Repeat the entire listing exactly as written.

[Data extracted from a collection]
-- START --

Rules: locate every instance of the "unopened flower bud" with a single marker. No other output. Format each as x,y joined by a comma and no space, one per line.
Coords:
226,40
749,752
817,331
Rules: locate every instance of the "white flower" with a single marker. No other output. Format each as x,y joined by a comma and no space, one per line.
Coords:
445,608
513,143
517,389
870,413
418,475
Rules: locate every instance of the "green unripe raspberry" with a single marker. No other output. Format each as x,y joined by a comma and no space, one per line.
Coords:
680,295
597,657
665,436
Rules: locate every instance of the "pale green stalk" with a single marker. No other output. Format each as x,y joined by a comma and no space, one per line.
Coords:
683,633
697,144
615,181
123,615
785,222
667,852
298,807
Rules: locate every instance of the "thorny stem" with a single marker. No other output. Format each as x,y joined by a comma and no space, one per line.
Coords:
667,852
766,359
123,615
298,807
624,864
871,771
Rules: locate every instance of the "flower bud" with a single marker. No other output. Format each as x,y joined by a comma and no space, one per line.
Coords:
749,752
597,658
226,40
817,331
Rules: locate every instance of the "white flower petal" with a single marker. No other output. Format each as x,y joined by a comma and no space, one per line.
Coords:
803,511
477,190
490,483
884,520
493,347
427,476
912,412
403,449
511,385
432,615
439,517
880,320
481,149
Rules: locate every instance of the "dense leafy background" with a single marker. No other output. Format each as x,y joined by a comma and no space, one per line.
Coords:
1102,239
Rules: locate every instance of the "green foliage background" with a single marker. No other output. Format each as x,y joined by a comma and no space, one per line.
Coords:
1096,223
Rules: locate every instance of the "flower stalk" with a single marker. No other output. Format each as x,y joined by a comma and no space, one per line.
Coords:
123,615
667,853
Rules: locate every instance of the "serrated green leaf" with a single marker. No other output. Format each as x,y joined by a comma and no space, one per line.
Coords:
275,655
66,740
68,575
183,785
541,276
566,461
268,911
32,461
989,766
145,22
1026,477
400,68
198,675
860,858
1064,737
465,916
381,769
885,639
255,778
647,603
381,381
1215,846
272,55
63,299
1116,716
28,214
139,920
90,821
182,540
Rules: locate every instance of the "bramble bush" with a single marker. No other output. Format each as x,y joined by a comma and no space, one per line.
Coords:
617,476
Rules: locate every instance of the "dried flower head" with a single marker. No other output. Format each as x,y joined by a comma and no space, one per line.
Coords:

-- END --

The completed task:
Rules: locate every instance of the "unopened flower bud" with a single marker. No other output. Format each as x,y joined by a comma and no space, one per line.
Coords:
226,40
749,752
817,331
Rules: locate every instance of the "white flower" with a single marker. No other output. Format each as x,y joined by a comma and no space, one per line.
Coords:
445,608
513,143
517,389
870,413
418,475
Rules: locate every instance of the "green unripe raspberry" with a single marker. No other output. Format each as x,y joined by a comma and no space, one per line.
Coords:
680,295
597,657
665,436
Rules: locate every instance of the "pale green stalk" with a single marker. No other output. Format each as x,y joined by a comma and no space, one per line.
Coords:
683,633
697,144
615,181
123,615
785,222
667,852
298,807
Rules: locate every instance of the "thorny stem" with a single marker. No other output. Format each as x,y joined by a comma and no space, one per line.
Coords:
667,852
766,359
123,615
298,807
624,864
871,771
Rules: locate every instance of the "flower bud" with a single marker. No other output. Format each as x,y joined by a comma and no space, one per line.
Coords:
749,752
597,658
226,40
817,331
Rules: locate every instance of the "white flower petal" with a single marker. No other output. Format each as x,y joined by a comma and no space, one per line.
Coords:
803,511
477,190
490,483
884,520
493,347
427,476
912,412
403,449
511,385
432,615
439,517
880,320
481,149
Rules: locate every instance of the "dense leafy background" with a single marker. No other output. Format each as x,y joined by a comma and no space, one per line.
Coords:
1102,239
Rules: locate every instance of the "green foliage background" with a single marker. No other output. Format each as x,y joined by a comma and no space, one per line.
Coords:
1096,223
Rules: locate every instance of the "flower stalk" with a single marker. No other output. Format each as x,y joined by a comma and no space, one per line.
Coords:
123,615
667,853
Rules: locate every instance of the "serrated green leaf" with a single marker. No other output. Format each as x,y joined by a comma and no space, one per line.
Coords:
275,655
66,740
68,575
183,785
541,276
566,461
268,911
32,461
989,766
145,22
1026,477
400,68
198,675
860,858
1064,737
465,916
381,769
885,639
255,778
647,603
381,381
1215,846
272,55
63,299
1116,716
28,214
139,920
90,821
182,540
Rules: locate every instance of the "bramble bush" with a single marker. No other output. Format each as x,y joined by a comma and no space, one per line.
Coords:
617,476
Rules: locate every instance of the "dried flower head" with a single marker. No other output. Format each as x,y joined by a comma and no space, one per line.
Coords:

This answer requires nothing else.